* Tâche courte A
Résumez plus brièvement le paragraphe de l'extrait sur l'émancipation de la femme qui commence par « Les femmes et les hommes de notre société », en conservant ses idées principales.
··· Extrait du texte ···
Elle intéresse, par conséquent, les femmes, car le fondement de sa domination par l’homme se trouve dans le système d’organisation de la vie politique et économique de la société. La révolution, en changeant l’ordre social qui opprime la femme, crée les conditions pour son émancipation véritable.
Les femmes et les hommes de notre société sont tous victimes de l’oppression et de la domination impérialistes. C’est pourquoi ils mènent le même combat. La révolution et la libération de la femme vont de pair. Et ce n’est pas un acte de charité ou un élan d’humanisme que de parler de l’émancipation de la femme. C’est une nécessité fondamentale pour le triomphe de la révolution. Les femmes portent sur elles l’autre moitié du ciel.
··· Données fournies ···
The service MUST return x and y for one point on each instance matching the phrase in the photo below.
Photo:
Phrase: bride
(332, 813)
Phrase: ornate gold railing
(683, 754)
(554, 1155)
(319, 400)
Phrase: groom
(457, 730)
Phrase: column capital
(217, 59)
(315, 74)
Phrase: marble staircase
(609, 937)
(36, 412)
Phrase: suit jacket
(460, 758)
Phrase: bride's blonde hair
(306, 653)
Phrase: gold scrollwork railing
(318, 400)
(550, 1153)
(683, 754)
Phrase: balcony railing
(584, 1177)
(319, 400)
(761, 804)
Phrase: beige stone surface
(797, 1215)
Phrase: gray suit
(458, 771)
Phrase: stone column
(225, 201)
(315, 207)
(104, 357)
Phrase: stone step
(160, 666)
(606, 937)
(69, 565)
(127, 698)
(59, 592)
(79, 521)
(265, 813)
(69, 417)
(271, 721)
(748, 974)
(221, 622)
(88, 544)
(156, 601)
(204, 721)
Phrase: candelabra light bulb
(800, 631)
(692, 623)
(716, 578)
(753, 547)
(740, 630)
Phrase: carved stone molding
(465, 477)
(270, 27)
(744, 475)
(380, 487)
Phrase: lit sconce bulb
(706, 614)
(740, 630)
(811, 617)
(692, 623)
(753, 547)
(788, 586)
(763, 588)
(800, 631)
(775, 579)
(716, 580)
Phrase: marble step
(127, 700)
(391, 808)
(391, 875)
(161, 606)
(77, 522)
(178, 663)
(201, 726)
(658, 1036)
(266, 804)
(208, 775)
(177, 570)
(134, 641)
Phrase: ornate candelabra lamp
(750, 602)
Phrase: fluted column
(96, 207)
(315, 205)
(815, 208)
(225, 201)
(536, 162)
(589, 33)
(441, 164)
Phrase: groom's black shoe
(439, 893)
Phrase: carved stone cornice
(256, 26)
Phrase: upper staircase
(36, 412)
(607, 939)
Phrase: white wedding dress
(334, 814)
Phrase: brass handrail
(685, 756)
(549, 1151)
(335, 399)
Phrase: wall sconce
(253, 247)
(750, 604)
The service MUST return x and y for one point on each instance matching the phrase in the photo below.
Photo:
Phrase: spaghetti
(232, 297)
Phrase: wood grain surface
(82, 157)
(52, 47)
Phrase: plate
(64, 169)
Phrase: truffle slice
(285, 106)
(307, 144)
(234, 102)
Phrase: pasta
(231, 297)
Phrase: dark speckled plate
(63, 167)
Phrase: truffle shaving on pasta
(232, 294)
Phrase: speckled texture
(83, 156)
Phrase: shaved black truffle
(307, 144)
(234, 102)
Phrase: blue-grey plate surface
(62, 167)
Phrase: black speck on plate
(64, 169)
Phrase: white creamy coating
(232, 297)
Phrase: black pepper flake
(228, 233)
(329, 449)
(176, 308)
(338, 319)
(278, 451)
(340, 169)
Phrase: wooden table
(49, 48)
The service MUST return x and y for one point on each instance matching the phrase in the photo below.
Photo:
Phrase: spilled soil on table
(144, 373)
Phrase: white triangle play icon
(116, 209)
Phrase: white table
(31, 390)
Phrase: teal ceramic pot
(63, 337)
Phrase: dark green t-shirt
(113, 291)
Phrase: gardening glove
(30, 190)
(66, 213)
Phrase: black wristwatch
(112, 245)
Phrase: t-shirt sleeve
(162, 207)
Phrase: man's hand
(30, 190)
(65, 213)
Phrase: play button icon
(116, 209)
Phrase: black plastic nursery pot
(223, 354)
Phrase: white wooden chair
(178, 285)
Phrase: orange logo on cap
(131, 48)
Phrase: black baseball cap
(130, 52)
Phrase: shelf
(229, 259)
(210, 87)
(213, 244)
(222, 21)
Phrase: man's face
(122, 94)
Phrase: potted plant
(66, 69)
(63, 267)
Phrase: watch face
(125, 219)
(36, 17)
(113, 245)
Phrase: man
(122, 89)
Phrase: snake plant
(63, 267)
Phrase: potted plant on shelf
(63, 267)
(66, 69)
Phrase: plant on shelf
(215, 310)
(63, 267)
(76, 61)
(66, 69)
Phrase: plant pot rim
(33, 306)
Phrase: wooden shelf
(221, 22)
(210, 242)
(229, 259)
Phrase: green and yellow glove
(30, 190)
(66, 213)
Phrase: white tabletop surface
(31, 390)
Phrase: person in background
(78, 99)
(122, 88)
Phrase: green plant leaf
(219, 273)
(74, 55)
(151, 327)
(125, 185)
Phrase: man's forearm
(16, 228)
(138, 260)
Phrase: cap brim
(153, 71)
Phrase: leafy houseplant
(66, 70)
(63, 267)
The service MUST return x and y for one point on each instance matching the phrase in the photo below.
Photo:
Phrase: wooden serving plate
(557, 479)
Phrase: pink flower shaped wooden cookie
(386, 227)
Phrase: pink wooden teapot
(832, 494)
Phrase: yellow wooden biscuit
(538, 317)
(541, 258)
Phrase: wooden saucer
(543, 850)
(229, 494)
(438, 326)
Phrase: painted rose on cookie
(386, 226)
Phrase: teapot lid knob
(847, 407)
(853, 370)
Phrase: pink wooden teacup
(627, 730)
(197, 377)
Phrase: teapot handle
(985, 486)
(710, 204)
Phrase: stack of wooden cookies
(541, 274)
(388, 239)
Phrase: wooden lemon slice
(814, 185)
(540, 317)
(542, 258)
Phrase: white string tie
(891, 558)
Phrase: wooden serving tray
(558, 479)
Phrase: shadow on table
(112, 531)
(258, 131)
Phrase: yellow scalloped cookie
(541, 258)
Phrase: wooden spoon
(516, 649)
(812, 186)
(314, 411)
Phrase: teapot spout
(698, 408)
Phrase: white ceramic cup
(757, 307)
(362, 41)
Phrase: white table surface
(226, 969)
···
* Tâche courte B
Dans les données, substituez "white porcelain cup" à "white ceramic cup" de la ligne contenant "Phrase: wooden serving tray" jusqu'à la fin des données. Redonnez seulement ces lignes, sans rien changer d'autre.

* Réponse A
Femmes et hommes de notre société subissent tous l'oppression et la domination impérialistes et mènent donc le même combat. Révolution et libération de la femme vont de pair. Parler de l'émancipation de la femme n'est ni un acte de charité ni un élan d'humanisme, mais une nécessité fondamentale pour que la révolution triomphe. Les femmes portent l'autre moitié du ciel.

* Réponse B
Phrase: wooden serving tray
(558, 479)
Phrase: shadow on table
(112, 531)
(258, 131)
Phrase: yellow scalloped cookie
(541, 258)
Phrase: wooden spoon
(516, 649)
(812, 186)
(314, 411)
Phrase: teapot spout
(698, 408)
Phrase: white porcelain cup
(757, 307)
(362, 41)
Phrase: white table surface
(226, 969)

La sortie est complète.